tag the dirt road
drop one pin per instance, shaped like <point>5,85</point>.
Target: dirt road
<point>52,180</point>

※ ※ ※

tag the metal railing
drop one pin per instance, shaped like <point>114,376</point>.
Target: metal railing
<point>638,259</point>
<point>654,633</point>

※ ※ ※

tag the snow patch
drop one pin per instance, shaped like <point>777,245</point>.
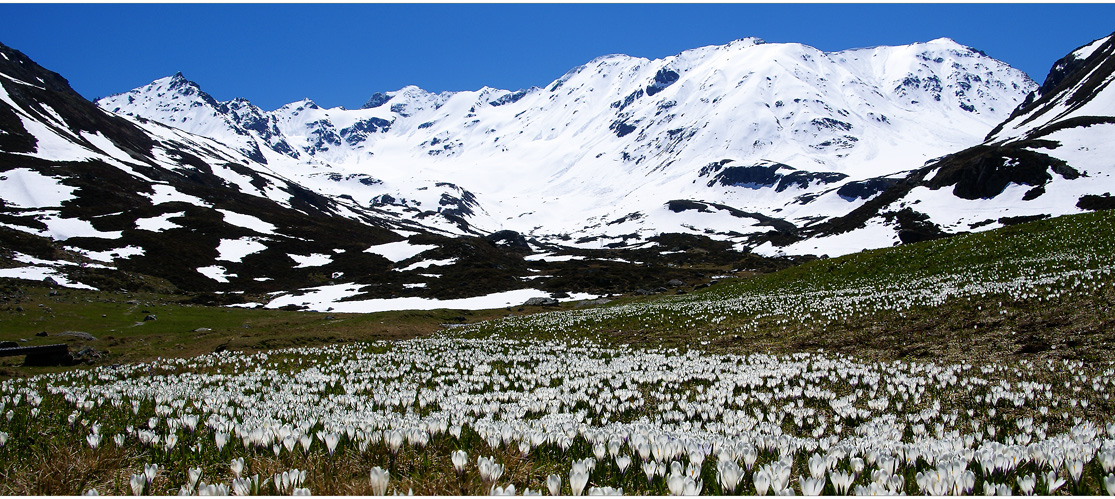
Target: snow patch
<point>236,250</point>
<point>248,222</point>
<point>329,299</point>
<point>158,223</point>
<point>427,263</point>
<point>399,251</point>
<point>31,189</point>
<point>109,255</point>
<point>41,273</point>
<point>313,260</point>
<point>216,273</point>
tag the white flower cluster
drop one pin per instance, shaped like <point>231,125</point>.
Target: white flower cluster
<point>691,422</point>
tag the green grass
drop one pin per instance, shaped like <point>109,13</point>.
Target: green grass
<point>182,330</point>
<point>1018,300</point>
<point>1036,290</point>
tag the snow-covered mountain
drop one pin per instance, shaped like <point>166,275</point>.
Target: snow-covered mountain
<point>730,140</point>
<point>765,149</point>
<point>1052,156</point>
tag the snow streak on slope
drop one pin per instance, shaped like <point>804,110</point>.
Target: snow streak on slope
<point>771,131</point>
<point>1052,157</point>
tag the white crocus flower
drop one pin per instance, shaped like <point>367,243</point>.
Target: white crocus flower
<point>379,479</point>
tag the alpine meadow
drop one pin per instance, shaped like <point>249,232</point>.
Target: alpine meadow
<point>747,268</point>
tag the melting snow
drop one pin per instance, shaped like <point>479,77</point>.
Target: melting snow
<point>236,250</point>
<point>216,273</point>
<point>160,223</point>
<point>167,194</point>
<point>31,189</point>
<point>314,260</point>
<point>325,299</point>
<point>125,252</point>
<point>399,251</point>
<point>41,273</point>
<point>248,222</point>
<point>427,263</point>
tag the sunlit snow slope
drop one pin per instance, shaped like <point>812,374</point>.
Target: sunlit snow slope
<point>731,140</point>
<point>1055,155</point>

※ ※ ※

▶ [GIVEN INSTRUCTION] Output the stretch of records from the line containing "tag the snow patch" through the line containing "<point>747,268</point>", both included, as a JSON list of strings with one string per line and blank lines skipped. Omit the pictures.

▶ [OUTPUT BELOW]
[
  "tag the snow patch",
  "drop one pin per instance, shaped like <point>777,245</point>.",
  "Target: snow patch",
  "<point>236,250</point>",
  "<point>248,222</point>",
  "<point>329,299</point>",
  "<point>158,223</point>",
  "<point>427,263</point>",
  "<point>399,251</point>",
  "<point>31,189</point>",
  "<point>109,255</point>",
  "<point>41,273</point>",
  "<point>313,260</point>",
  "<point>216,273</point>",
  "tag the white flower cluster",
  "drop one pin per instance, shaped like <point>231,125</point>.",
  "Target: white flower cluster",
  "<point>691,422</point>",
  "tag the green grass",
  "drop one pin per instance, shaped like <point>109,13</point>.",
  "Target: green grass",
  "<point>182,330</point>",
  "<point>1018,300</point>",
  "<point>1036,290</point>",
  "tag the snow-covered mountain",
  "drop one pin per instance, shaped like <point>166,275</point>.",
  "Target: snow-covered mountain",
  "<point>730,140</point>",
  "<point>765,149</point>",
  "<point>1052,156</point>",
  "tag the snow streak on slope",
  "drop one pin per instance, shaped like <point>804,110</point>.",
  "Target: snow streak on slope",
  "<point>771,131</point>",
  "<point>1052,157</point>",
  "tag the white crocus flower",
  "drop one pin per instance, shaped like <point>367,243</point>.",
  "Target: white crocus flower",
  "<point>379,479</point>",
  "tag the alpine meadow",
  "drop one pin per instance, shaped like <point>249,232</point>.",
  "Target: alpine meadow",
  "<point>747,268</point>"
]